■ Problem details
Repeat exactly each line of the material, starting from the line that contains "box: [452, 11, 486, 42]" and finishing with the final line.

■ Excerpted records
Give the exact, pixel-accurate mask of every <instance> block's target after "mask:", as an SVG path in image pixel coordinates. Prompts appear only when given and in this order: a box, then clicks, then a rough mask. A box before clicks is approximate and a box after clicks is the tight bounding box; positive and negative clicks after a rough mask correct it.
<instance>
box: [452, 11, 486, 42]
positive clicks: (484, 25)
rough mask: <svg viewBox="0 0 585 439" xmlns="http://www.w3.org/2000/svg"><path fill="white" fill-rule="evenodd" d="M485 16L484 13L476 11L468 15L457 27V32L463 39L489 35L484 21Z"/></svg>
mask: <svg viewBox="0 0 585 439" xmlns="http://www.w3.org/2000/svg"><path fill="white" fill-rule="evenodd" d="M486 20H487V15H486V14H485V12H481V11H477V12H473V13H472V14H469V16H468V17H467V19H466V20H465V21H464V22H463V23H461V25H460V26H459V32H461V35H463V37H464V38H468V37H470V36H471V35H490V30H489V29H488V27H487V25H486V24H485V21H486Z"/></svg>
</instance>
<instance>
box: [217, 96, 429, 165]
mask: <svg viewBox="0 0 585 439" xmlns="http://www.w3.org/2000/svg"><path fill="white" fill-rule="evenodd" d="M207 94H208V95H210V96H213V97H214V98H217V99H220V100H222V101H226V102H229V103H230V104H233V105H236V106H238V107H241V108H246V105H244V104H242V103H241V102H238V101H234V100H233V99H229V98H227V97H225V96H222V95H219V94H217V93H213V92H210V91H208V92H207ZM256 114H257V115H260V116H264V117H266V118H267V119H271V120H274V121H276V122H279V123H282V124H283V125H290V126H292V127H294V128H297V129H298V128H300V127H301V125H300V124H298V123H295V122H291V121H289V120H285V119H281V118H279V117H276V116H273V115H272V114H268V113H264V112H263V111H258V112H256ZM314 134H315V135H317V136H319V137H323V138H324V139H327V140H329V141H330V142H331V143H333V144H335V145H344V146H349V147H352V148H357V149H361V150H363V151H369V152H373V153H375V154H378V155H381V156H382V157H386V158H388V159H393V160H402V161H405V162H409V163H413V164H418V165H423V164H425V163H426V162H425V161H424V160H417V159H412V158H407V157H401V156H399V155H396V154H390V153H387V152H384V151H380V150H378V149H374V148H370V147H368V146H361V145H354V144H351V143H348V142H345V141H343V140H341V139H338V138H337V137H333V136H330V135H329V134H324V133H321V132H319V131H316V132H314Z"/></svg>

■ Solution
box: [452, 11, 486, 42]
positive clicks: (484, 25)
rough mask: <svg viewBox="0 0 585 439" xmlns="http://www.w3.org/2000/svg"><path fill="white" fill-rule="evenodd" d="M485 16L484 13L476 11L468 15L457 27V32L463 39L489 35L484 21Z"/></svg>
mask: <svg viewBox="0 0 585 439" xmlns="http://www.w3.org/2000/svg"><path fill="white" fill-rule="evenodd" d="M486 20H487V15H486V14H485V12H481V11H477V12H473V13H472V14H469V16H468V17H467V19H466V20H465V21H464V22H463V23H461V25H460V26H459V32H461V35H463V37H464V38H468V37H470V36H471V35H490V30H489V29H488V27H487V25H486V24H485V21H486Z"/></svg>
</instance>
<instance>
box: [217, 96, 429, 165]
mask: <svg viewBox="0 0 585 439" xmlns="http://www.w3.org/2000/svg"><path fill="white" fill-rule="evenodd" d="M207 94H208V95H210V96H213V97H214V98H217V99H220V100H222V101H226V102H229V103H230V104H233V105H236V106H238V107H241V108H246V105H244V104H242V103H241V102H238V101H234V100H233V99H229V98H227V97H225V96H222V95H219V94H217V93H213V92H210V91H208V92H207ZM256 114H257V115H260V116H264V117H266V118H267V119H271V120H274V121H276V122H279V123H282V124H283V125H290V126H292V127H294V128H297V129H298V128H300V127H301V125H300V124H298V123H295V122H291V121H289V120H285V119H281V118H279V117H276V116H273V115H272V114H268V113H264V112H263V111H258V112H256ZM314 134H315V135H317V136H319V137H323V138H324V139H327V140H329V141H330V142H331V143H333V144H335V145H344V146H349V147H352V148H357V149H361V150H363V151H369V152H373V153H375V154H378V155H381V156H382V157H386V158H388V159H393V160H402V161H405V162H409V163H413V164H418V165H423V164H425V163H426V162H425V161H424V160H417V159H412V158H407V157H401V156H399V155H396V154H390V153H387V152H384V151H380V150H378V149H374V148H370V147H368V146H361V145H354V144H351V143H348V142H345V141H343V140H341V139H338V138H337V137H333V136H330V135H329V134H324V133H321V132H319V131H316V132H314Z"/></svg>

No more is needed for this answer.